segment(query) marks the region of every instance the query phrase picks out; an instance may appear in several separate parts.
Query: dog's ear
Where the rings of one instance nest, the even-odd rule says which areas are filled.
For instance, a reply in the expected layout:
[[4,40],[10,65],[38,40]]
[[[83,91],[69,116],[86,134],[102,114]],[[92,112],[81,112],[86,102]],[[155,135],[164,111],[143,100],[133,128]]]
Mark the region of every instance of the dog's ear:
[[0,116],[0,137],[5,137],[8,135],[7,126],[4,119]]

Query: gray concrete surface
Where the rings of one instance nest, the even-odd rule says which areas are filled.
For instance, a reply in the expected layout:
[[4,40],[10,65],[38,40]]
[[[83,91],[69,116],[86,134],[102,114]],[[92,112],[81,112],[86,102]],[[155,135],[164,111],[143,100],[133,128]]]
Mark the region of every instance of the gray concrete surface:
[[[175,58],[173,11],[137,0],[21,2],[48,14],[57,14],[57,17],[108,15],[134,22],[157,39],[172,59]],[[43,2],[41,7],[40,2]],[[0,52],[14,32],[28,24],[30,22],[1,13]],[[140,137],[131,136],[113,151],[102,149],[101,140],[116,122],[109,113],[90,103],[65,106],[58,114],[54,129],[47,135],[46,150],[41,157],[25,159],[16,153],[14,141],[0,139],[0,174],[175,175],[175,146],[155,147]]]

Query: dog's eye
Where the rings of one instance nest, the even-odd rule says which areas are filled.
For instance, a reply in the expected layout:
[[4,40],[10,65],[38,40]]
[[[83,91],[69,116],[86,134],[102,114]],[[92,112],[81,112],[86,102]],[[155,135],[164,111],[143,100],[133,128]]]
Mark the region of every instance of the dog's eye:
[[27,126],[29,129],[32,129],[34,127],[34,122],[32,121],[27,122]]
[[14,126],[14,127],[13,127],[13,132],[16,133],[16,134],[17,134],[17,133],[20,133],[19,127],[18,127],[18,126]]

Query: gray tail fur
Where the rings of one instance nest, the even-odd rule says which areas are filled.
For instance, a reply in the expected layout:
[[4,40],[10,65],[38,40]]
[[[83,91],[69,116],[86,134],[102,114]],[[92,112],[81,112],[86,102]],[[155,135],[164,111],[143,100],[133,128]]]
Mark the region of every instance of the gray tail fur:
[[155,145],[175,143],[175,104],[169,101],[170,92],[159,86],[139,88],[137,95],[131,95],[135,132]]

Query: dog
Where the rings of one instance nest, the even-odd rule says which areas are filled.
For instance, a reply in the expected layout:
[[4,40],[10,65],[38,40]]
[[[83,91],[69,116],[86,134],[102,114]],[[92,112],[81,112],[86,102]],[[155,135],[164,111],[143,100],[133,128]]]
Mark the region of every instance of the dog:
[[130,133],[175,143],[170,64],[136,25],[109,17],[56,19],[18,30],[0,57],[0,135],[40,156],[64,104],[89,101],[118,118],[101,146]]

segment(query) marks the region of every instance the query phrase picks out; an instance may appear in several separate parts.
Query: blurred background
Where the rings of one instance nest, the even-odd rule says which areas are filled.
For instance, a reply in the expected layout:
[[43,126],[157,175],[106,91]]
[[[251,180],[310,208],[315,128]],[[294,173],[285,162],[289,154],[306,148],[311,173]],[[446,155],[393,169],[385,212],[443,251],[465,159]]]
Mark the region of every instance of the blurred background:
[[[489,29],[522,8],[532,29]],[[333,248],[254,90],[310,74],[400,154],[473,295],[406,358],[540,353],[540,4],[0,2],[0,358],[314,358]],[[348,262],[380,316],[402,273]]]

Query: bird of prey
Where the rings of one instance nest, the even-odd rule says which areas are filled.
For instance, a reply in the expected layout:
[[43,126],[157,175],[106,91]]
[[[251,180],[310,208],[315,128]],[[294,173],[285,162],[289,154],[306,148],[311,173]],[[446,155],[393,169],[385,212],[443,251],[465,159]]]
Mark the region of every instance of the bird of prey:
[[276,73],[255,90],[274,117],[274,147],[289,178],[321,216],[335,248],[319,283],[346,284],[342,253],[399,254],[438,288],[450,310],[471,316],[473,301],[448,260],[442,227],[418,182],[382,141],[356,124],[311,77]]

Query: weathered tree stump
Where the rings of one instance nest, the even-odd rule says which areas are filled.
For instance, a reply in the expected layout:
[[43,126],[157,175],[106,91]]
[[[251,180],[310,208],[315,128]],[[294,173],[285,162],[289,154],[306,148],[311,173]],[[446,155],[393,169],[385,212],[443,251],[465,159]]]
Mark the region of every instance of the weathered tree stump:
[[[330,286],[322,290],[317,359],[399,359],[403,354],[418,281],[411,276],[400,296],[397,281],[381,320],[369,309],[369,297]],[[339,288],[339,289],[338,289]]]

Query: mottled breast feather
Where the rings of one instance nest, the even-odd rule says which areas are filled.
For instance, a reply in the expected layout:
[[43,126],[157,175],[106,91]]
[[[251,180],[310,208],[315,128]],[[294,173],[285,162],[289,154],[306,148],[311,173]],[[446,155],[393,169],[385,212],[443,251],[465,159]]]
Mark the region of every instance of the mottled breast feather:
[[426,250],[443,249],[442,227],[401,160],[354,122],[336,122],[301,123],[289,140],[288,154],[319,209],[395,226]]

* * *

### Request
Reproduce every one of the records above word for word.

### Correct output
segment(query) marks the region of every instance the query phrase picks out; an instance may appear in several separate parts.
Query: dog's ear
Where the rings of one instance nest, the even-odd rule says which areas are filled.
For instance, a reply in the expected layout:
[[4,40],[10,65],[38,40]]
[[[83,91],[69,116],[86,134],[102,114]],[[92,112],[81,112],[86,102]],[[155,135],[164,111],[143,100],[133,128]]]
Mark the region of every instance of the dog's ear:
[[0,116],[0,137],[5,137],[8,135],[7,126],[4,119]]

Query: gray concrete surface
Where the rings of one instance nest, the even-odd rule says which areas are filled.
For instance, a reply in the expected layout:
[[4,40],[10,65],[38,40]]
[[[83,91],[69,116],[86,134],[102,114]],[[92,112],[81,112],[86,102]],[[155,135],[164,111],[143,100],[133,128]]]
Mark the region of every instance of the gray concrete surface:
[[[175,58],[173,11],[137,0],[21,2],[48,14],[57,14],[57,17],[108,15],[134,22],[157,39],[172,59]],[[43,2],[41,7],[40,2]],[[0,52],[14,32],[28,24],[30,22],[1,13]],[[140,137],[131,136],[113,151],[102,149],[101,140],[116,122],[109,113],[90,103],[65,106],[58,114],[54,129],[47,135],[46,150],[41,157],[25,159],[16,153],[14,141],[0,139],[0,174],[175,175],[175,146],[155,147]]]

Query: dog's eye
Where the rings of one instance nest, the even-odd rule says which areas are filled.
For instance, a reply in the expected layout:
[[4,40],[10,65],[38,40]]
[[[83,91],[69,116],[86,134],[102,114]],[[92,112],[81,112],[86,102]],[[155,135],[164,111],[143,100],[133,128]]]
Mark the region of every instance of the dog's eye:
[[27,126],[29,129],[32,129],[34,127],[34,122],[32,121],[27,122]]
[[14,126],[14,127],[13,127],[13,132],[16,133],[16,134],[17,134],[17,133],[20,133],[19,127],[18,127],[18,126]]

Query: gray tail fur
Where the rings of one instance nest, the even-odd rule says which areas are filled.
For instance, a reply in the expected layout:
[[4,40],[10,65],[38,40]]
[[[83,91],[69,116],[86,134],[102,114]],[[92,112],[81,112],[86,102]],[[155,135],[164,111],[143,100],[133,128]]]
Mark the region of every instance of the gray tail fur:
[[155,145],[175,143],[175,104],[169,101],[170,92],[159,86],[139,88],[137,95],[131,95],[135,132]]

Query: dog
Where the rings of one instance nest, the even-odd rule says which areas are filled.
For instance, a reply in the expected layout:
[[4,40],[10,65],[38,40]]
[[[83,91],[69,116],[86,134],[102,114]],[[92,112],[81,112],[86,102]],[[155,135],[164,111],[143,100],[133,128]]]
Mark the region of every instance of the dog:
[[130,133],[175,143],[170,64],[136,25],[109,17],[56,19],[18,30],[0,57],[0,135],[40,156],[64,104],[89,101],[118,118],[101,146]]

segment(query) marks the region of every instance the query phrase picks out; an instance may appear in several separate parts.
Query: blurred background
Where the rings of one instance nest, the even-odd rule says which areas are filled.
For instance, a reply in the expected layout:
[[43,126],[157,175],[106,91]]
[[[251,180],[310,208],[315,128]],[[294,173],[285,162],[289,154],[306,148],[311,173]],[[446,155],[393,169],[385,212],[443,251],[465,159]]]
Mark the region of every instance of the blurred background:
[[[489,29],[522,8],[532,29]],[[333,248],[254,90],[310,74],[400,154],[473,295],[406,358],[540,353],[540,4],[0,2],[0,358],[314,358]],[[348,262],[380,316],[402,273]]]

Query: bird of prey
Where the rings of one instance nest, the even-odd rule says which areas are filled.
For instance, a reply in the expected layout:
[[43,126],[157,175],[106,91]]
[[[251,180],[310,208],[315,128]],[[294,173],[285,162],[289,154],[306,148],[311,173]],[[446,155],[393,169],[385,212],[443,251],[465,159]]]
Mark the region of every instance of the bird of prey:
[[276,73],[255,90],[274,117],[274,147],[289,178],[321,216],[335,248],[319,283],[346,284],[342,253],[399,254],[438,288],[450,310],[471,316],[473,301],[448,260],[442,227],[418,182],[382,141],[356,124],[311,77]]

Query: weathered tree stump
Where the rings of one instance nest, the even-odd rule says which areas are filled.
For instance, a reply in the expected layout:
[[43,126],[157,175],[106,91]]
[[[251,180],[310,208],[315,128]],[[294,173],[285,162],[289,154],[306,148],[311,173]],[[446,155],[393,169],[385,212],[443,251],[465,159]]]
Mark the region of every instance of the weathered tree stump:
[[[330,286],[322,290],[317,359],[399,359],[403,354],[418,281],[411,276],[400,296],[397,281],[381,320],[369,309],[369,297]],[[339,288],[339,289],[338,289]]]

Query: mottled breast feather
Where the rings of one instance nest, the even-odd rule says which areas are filled.
For instance, a reply in the expected layout:
[[43,126],[157,175],[106,91]]
[[[251,180],[310,208],[315,128]],[[294,173],[285,162],[289,154],[306,148],[311,173]],[[446,155],[393,169],[385,212],[443,251],[465,159]]]
Mark the region of every instance of the mottled breast feather:
[[426,250],[443,249],[442,227],[401,160],[354,122],[336,122],[301,123],[289,140],[288,154],[319,209],[395,226]]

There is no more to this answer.